• _TASK REQUIREMENTS_
Write the next part of the court's letter on the discovery motions, continuing from its final sentence.

>> begin TEXT EXCERPT

United States District Court for the District of Maryland
June 11, 2021, Decided; June 11, 2021, Filed
Civil Case No. PX-18-1784
United States v. Abdelrahman Ayyad
Counsel: 2021 U.S. Dist. LEXIS 114538 at 1For Abdelrahman Ayyad, Defendant: Gerald Warren Kelly Jr, LEAD ATTORNEY, Kelly Dorsey P.C., Columbia MD; Daniel Scott Heller, Kelly Dorsey P.C., Columbia MD.
For United States of America, Plaintiff: Beatriz Teresa Saiz, United States Department of Justice, Washington DC; Joycelyn S Peyton, US Dept of Justice Tax Division, Washington DC.
Judges: Timothy J. Sullivan, United States Magistrate Judge.
Opinion by: Timothy J. Sullivan
LETTER TO COUNSEL:
Two motions are pending before this Court: the Government's Motion for Protective Order (ECF No. 59) and Defendant Abdelrahman Ayyad's Cross-Motion to Compel (ECF No. 60).
1
Judge Xinis referred this case to me for all discovery and related scheduling matters. ECF No. 37.
Having considered the submissions of the parties (ECF Nos. 59, 60, 61 & 62), I find that a hearing is unnecessary. See Loc. R. 105.6. For the following reasons, the Government's motion will be granted and Ayyad's cross-motion will be denied.
I. Background
The Government filed this lawsuit against Ayyad to collect outstanding civil penalties assessed against Ayyad under 31 U.S.C. § 5321 for Ayyad's willful failure to report his interest in two foreign bank accounts during tax years 2009, 2010, 2011, and 2012 (the "tax years"). ECF No. 1. The Government alleges that during the tax years, Ayyad had interests in two bank2021 U.S. Dist. LEXIS 114538 at 2 accounts in Jordan (one in his own name and one in the name of the furniture business he owned). Id. ¶¶ 4-6. The aggregate amount in the accounts exceeded $10,000 in U.S. currency. Id.¶ 10.

>> end TEXT EXCERPT
>> begin LISTED RECORDS

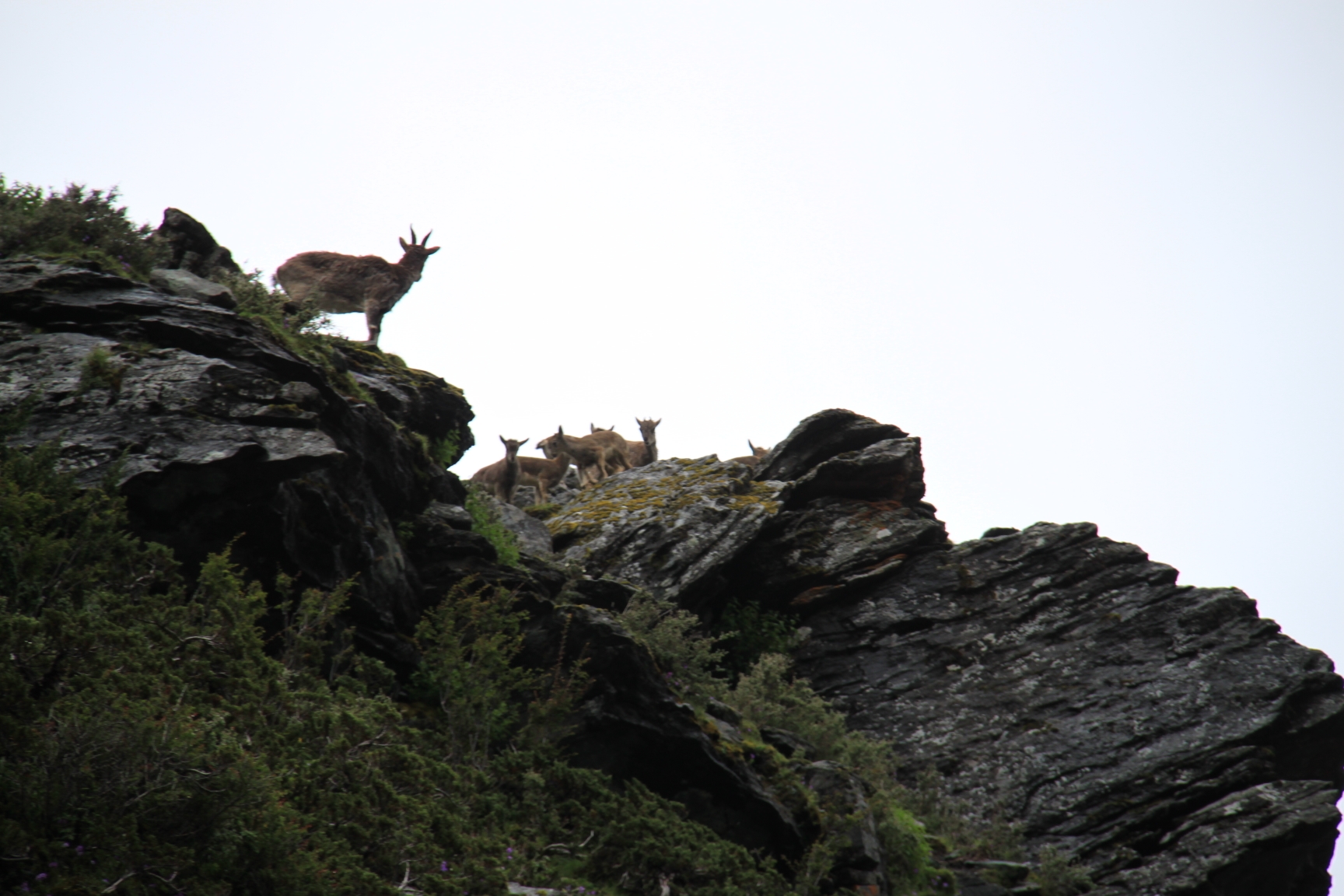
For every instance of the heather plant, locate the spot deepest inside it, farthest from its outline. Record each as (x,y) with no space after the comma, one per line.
(153,740)
(485,521)
(74,225)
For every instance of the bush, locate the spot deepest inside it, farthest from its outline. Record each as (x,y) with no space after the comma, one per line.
(152,739)
(747,630)
(75,225)
(485,521)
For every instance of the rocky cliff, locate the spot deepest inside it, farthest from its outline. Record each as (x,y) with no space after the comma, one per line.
(1166,737)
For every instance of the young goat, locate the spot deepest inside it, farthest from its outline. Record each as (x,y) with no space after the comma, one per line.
(503,477)
(597,456)
(345,284)
(754,458)
(543,474)
(639,453)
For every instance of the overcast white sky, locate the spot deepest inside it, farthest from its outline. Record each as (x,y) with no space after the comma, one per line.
(1090,251)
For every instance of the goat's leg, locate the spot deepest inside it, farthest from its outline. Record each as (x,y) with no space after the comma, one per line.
(374,317)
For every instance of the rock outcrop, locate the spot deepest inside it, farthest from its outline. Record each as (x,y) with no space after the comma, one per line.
(184,243)
(218,434)
(1166,737)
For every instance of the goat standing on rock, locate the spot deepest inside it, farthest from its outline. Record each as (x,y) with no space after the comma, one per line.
(502,477)
(345,284)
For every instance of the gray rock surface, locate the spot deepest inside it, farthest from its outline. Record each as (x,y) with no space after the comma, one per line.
(533,535)
(183,282)
(1166,735)
(629,724)
(184,243)
(820,438)
(668,527)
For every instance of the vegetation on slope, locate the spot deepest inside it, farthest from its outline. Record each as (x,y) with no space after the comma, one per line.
(74,225)
(153,742)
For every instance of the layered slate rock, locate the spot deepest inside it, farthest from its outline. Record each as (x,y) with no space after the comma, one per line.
(221,437)
(668,527)
(1166,735)
(186,243)
(851,517)
(820,438)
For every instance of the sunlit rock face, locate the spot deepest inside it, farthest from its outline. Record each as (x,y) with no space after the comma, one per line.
(1167,735)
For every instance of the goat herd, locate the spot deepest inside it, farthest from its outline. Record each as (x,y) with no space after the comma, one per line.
(597,456)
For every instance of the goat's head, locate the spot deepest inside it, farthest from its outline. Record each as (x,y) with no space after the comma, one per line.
(415,253)
(647,428)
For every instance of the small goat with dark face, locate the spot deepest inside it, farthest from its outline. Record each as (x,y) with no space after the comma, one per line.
(345,284)
(502,477)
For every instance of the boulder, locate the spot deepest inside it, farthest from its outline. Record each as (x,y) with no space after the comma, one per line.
(183,282)
(183,242)
(1164,735)
(668,527)
(820,438)
(629,724)
(531,534)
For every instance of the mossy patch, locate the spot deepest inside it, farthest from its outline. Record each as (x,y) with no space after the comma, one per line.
(631,500)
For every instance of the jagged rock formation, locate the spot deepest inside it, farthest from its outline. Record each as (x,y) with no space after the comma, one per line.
(1167,737)
(184,243)
(218,434)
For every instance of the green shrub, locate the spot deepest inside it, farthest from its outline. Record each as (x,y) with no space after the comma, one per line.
(152,739)
(747,630)
(485,521)
(100,371)
(75,225)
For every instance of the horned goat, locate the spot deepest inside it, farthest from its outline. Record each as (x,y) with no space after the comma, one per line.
(345,284)
(754,458)
(503,477)
(543,474)
(597,456)
(639,453)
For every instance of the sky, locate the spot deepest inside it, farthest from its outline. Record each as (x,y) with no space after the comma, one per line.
(1087,250)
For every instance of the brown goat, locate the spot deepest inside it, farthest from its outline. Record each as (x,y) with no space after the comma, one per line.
(502,477)
(345,284)
(597,456)
(637,453)
(543,474)
(754,458)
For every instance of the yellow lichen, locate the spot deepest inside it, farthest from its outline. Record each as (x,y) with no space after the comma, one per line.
(635,500)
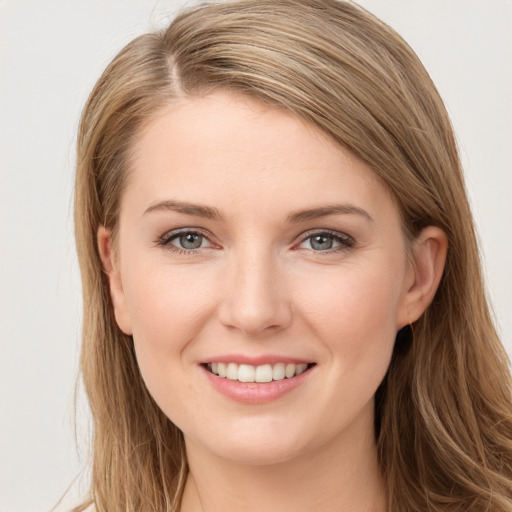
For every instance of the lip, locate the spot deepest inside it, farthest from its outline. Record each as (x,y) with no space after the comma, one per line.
(256,360)
(255,393)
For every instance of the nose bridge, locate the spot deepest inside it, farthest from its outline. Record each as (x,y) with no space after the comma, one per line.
(255,299)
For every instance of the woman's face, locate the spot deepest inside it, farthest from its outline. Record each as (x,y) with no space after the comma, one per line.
(250,243)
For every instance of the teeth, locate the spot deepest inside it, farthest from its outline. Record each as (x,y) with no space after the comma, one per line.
(262,373)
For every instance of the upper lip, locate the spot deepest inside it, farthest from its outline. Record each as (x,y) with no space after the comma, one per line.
(256,360)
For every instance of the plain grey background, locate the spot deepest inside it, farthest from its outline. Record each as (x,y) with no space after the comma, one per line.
(51,53)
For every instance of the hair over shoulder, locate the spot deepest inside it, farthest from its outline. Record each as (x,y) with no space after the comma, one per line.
(443,412)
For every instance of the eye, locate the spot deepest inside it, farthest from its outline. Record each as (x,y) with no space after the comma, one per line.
(185,241)
(327,241)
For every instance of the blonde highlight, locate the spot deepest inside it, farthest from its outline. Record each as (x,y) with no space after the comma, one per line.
(442,448)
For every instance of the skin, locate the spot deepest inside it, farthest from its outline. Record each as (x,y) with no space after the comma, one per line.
(257,286)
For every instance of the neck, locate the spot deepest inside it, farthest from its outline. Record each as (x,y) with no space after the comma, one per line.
(338,477)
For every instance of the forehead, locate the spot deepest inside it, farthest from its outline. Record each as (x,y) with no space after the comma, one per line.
(229,147)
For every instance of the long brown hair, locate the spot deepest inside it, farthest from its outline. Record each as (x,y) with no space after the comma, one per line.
(443,412)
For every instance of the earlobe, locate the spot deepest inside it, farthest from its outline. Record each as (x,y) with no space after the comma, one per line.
(427,265)
(111,267)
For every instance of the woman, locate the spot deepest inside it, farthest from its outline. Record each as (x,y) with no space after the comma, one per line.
(284,305)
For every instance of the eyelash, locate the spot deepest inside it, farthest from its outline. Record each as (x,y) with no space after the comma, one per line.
(345,242)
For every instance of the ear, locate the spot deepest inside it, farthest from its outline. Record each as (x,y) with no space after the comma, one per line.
(111,267)
(424,274)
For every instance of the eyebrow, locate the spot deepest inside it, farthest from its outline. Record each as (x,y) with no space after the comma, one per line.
(324,211)
(211,213)
(196,210)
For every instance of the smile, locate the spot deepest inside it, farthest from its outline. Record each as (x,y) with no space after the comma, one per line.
(262,373)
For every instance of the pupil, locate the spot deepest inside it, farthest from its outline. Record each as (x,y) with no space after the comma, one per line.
(321,243)
(191,241)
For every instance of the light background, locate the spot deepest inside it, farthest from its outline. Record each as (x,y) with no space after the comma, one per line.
(51,53)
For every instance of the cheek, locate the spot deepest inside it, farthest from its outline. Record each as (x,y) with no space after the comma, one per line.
(353,309)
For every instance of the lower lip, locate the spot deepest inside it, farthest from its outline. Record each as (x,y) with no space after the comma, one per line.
(255,393)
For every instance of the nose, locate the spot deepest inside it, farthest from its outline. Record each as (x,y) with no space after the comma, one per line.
(255,300)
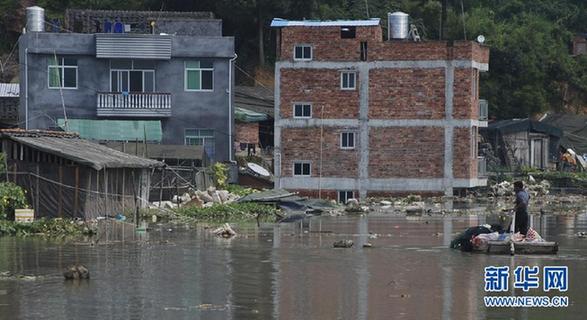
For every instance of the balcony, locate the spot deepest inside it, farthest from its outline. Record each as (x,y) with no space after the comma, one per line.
(481,167)
(137,105)
(483,110)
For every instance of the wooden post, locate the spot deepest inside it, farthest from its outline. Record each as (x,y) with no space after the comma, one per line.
(106,207)
(123,189)
(162,179)
(60,208)
(37,193)
(76,193)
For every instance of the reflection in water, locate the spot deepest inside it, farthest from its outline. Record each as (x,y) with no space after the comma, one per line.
(287,271)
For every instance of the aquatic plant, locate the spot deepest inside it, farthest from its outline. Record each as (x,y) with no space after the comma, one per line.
(229,212)
(11,197)
(46,227)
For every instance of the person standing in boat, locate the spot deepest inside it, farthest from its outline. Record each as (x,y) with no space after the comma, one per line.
(521,208)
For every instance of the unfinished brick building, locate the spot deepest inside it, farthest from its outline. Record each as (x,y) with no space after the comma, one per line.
(359,116)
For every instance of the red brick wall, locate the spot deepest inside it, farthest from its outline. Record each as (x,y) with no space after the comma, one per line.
(320,87)
(465,106)
(464,161)
(406,152)
(327,45)
(406,94)
(304,144)
(326,42)
(247,132)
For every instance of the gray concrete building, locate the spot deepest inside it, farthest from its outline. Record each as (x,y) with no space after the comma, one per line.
(173,85)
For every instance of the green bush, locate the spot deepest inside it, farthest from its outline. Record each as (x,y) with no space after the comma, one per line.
(11,197)
(45,227)
(240,190)
(220,174)
(229,212)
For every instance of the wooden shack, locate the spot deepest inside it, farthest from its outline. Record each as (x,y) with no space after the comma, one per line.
(65,176)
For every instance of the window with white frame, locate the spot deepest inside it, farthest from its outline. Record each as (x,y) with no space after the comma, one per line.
(201,137)
(345,195)
(62,73)
(199,76)
(348,80)
(474,142)
(303,52)
(302,110)
(132,76)
(347,140)
(302,168)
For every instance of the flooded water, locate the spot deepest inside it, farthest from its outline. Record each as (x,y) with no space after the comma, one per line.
(282,272)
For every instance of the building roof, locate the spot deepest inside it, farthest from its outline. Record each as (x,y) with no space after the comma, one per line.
(9,90)
(278,22)
(254,99)
(114,130)
(574,130)
(70,146)
(160,151)
(519,125)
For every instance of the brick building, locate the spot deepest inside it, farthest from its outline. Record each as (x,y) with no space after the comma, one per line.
(394,117)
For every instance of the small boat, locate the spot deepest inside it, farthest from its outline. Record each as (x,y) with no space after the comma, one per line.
(520,247)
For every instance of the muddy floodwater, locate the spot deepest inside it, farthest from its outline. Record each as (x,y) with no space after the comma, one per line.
(279,271)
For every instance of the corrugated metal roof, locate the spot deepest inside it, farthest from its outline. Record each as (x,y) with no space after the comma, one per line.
(278,22)
(133,46)
(115,130)
(246,115)
(79,150)
(9,90)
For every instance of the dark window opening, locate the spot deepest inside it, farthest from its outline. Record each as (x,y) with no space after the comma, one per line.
(348,32)
(344,196)
(363,50)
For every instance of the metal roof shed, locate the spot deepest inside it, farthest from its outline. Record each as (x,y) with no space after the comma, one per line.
(66,176)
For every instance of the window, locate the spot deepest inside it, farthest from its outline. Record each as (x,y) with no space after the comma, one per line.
(363,50)
(303,52)
(348,32)
(132,76)
(201,137)
(474,142)
(62,73)
(344,196)
(347,80)
(475,84)
(347,140)
(302,110)
(302,168)
(199,76)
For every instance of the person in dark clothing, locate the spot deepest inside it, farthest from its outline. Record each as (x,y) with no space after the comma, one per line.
(521,208)
(463,240)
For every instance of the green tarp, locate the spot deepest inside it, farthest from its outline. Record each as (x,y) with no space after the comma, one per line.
(246,115)
(114,130)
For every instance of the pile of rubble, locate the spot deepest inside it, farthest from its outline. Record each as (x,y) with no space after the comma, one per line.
(534,188)
(197,198)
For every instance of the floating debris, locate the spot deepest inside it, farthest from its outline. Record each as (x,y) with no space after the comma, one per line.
(343,244)
(76,271)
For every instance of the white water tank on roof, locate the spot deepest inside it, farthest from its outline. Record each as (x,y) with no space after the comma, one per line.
(397,26)
(35,19)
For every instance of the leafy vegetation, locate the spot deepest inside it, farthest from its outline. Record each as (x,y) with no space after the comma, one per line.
(56,228)
(220,174)
(11,197)
(240,190)
(229,212)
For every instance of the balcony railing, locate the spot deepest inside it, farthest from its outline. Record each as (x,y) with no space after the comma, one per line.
(483,110)
(481,167)
(140,104)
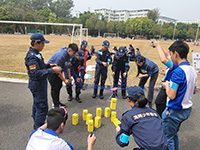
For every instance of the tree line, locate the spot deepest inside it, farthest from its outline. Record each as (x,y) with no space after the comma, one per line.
(59,11)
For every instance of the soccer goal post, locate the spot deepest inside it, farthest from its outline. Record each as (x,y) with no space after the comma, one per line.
(74,26)
(109,35)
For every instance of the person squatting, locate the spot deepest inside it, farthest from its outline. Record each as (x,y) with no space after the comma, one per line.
(150,132)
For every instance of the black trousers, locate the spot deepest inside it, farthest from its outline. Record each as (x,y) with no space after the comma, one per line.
(100,71)
(56,85)
(161,100)
(123,81)
(151,85)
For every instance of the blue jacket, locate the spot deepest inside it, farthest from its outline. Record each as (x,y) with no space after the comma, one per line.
(37,69)
(61,58)
(103,56)
(149,67)
(145,125)
(74,68)
(120,63)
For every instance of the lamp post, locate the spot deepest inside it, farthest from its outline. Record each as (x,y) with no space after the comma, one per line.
(197,32)
(174,30)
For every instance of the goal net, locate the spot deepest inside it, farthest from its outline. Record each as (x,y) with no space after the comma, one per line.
(24,27)
(109,35)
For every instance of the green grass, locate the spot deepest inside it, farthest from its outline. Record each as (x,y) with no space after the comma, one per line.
(13,49)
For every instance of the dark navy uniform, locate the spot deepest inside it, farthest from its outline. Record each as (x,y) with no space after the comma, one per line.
(132,53)
(120,65)
(145,126)
(75,63)
(37,72)
(101,70)
(150,68)
(62,59)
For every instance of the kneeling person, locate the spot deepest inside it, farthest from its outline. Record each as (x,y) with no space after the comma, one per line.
(142,122)
(77,62)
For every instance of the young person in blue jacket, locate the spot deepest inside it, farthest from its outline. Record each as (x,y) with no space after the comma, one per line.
(147,69)
(142,122)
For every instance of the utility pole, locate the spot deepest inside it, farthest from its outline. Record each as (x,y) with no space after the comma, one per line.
(174,30)
(197,32)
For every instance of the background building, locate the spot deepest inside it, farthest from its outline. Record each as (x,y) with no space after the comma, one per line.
(123,15)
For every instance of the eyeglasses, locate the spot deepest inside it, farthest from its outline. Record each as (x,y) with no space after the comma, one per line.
(64,110)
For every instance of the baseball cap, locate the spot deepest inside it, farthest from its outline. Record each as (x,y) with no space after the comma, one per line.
(38,37)
(139,58)
(106,44)
(84,43)
(81,54)
(121,50)
(134,90)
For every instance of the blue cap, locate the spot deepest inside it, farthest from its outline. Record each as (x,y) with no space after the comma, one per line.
(84,43)
(38,37)
(81,54)
(121,51)
(106,44)
(132,91)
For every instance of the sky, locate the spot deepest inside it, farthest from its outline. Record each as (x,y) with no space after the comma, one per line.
(182,10)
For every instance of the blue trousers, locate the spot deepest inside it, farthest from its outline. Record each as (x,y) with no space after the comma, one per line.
(171,124)
(40,104)
(78,88)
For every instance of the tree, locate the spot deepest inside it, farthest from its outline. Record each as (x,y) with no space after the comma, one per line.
(119,27)
(153,14)
(52,19)
(128,29)
(110,26)
(91,22)
(100,25)
(156,31)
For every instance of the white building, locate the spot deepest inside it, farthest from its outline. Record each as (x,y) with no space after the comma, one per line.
(123,15)
(163,19)
(192,21)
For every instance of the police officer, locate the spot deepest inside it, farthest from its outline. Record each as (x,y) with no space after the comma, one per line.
(142,122)
(120,66)
(146,69)
(103,60)
(63,59)
(37,72)
(87,55)
(77,61)
(131,52)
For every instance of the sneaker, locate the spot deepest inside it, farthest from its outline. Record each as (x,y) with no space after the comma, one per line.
(113,96)
(124,96)
(150,105)
(101,96)
(61,104)
(78,99)
(94,95)
(70,98)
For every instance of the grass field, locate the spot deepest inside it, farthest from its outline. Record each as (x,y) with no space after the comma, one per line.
(13,49)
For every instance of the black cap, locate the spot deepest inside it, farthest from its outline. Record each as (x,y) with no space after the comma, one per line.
(38,37)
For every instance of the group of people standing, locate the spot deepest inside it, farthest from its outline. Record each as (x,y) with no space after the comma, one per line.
(179,84)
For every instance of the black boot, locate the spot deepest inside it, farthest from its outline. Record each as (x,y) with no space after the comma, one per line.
(70,98)
(78,99)
(101,94)
(94,94)
(123,94)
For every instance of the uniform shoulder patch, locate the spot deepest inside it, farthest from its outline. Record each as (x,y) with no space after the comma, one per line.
(32,67)
(144,115)
(38,56)
(100,53)
(125,112)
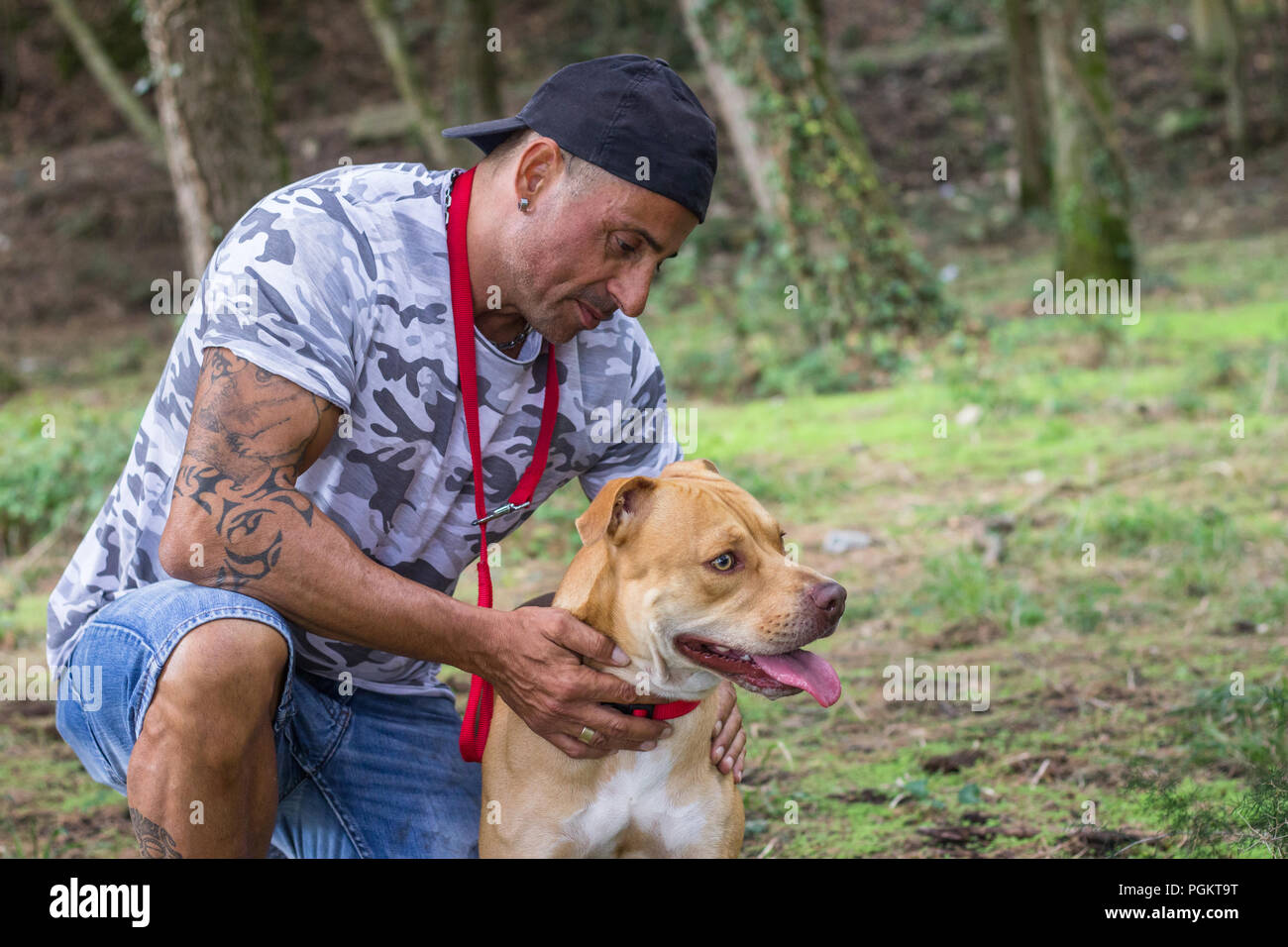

>> end LISTED RECORDS

• _FINAL ANSWER_
Under 31 U.S.C. § 5314 and its implementing regulations, a person is required to keep records and file reports when they have a financial interest in or signature authority over a foreign account that exceeds $10,000 in value at any time during the tax year. The IRS requires that such reports be filed on Treasury Form TD 90-22.1, Report of Financial Bank and Financial Accounts ("FBAR"). The Government alleges that Ayyad willfully failed to file FBARs that listed the bank accounts in Jordan for the tax years. ECF No. 1 ¶¶ 11-15. The Government seeks FBAR penalties against Ayyad in the amount of $1,448,432 plus interest and penalties. Id. ¶ 25. Ayyad generally denies the Government's allegations. ECF No. 5.
Discovery in this case has been prolonged. The initial scheduling order entered in October 2018 established a discovery deadline in March 2019. ECF Nos. 7 & 10. Since that time, the discovery deadline has been extended at least five times. ECF Nos. 16, 30, 32, 34 & 42. Discovery finally closed in March 2021, although2021 U.S. Dist. LEXIS 114538 at 3 the Court held discovery open for the parties to resolve a dispute regarding Internal Revenue Agent Kenneth Feldman's ("Feldman") emails. See ECF Nos. 40 & 42.
The parties' motions concern the Government's refusal to produce written correspondence involving three IRS employees: Bisamber Misir ("Misir"), Karen Graham ("Graham"), and Larry Timms ("Timms"). ECF Nos. 59 at 4 & 60-1 at 1 n.1. The Government argues that the production of the requested communications would be unduly burdensome and disproportional to the needs of the case. Ayyad argues that the requested communications could be useful to his defense.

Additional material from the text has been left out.